WHAT TO WORK ON:
There is material below. Print exactly the lines starting at the line with "example: [172, 93]" and ending at the line with "example: [181, 311]", ends included, and no others.

RECORDS SHOWN:
--- START ---

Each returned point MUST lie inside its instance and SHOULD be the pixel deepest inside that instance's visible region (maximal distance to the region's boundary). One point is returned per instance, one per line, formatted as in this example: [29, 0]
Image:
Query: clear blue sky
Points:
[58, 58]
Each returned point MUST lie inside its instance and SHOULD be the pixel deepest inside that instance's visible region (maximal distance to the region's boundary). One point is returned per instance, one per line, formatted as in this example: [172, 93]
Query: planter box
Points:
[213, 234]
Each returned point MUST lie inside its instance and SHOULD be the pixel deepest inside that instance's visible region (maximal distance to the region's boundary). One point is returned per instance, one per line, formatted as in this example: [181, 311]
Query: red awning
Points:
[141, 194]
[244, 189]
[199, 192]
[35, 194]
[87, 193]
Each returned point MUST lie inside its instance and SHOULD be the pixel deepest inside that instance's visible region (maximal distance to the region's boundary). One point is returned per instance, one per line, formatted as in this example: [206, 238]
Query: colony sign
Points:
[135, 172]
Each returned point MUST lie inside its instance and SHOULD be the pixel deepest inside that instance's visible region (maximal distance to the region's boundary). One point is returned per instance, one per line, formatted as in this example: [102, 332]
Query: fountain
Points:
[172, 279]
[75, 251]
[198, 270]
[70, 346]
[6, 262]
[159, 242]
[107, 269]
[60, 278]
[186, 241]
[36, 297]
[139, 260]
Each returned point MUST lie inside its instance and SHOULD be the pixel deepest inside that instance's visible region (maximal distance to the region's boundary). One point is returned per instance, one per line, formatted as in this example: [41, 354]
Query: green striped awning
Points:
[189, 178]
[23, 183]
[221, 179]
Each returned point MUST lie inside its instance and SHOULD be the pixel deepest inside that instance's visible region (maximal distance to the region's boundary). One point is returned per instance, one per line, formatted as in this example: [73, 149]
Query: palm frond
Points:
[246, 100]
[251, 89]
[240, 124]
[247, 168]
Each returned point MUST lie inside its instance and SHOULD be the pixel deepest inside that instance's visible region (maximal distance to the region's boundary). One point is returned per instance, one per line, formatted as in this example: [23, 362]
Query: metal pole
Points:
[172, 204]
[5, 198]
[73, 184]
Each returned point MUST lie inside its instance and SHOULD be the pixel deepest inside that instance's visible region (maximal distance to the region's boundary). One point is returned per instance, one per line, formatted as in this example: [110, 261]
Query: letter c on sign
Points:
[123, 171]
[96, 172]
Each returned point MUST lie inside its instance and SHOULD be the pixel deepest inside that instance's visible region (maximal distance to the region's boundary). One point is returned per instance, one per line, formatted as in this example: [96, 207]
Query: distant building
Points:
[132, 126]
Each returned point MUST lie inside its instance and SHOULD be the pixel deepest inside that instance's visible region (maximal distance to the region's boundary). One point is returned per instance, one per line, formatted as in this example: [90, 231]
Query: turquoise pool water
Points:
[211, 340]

--- END ---

RESPONSE BELOW:
Each returned point MUST lie inside its instance and SHOULD be the pixel deepest inside that instance's visible region (maximal distance to the region's boundary). One point is returned per instance, one per line, formatted as in this example: [172, 93]
Query: planter box
Points:
[213, 234]
Each returned point MUST lie inside its instance and SHOULD be the pixel deepest inside that instance's visible region (maximal distance to the region's boundary). One point is returned per instance, one per line, formatted as in this example: [181, 311]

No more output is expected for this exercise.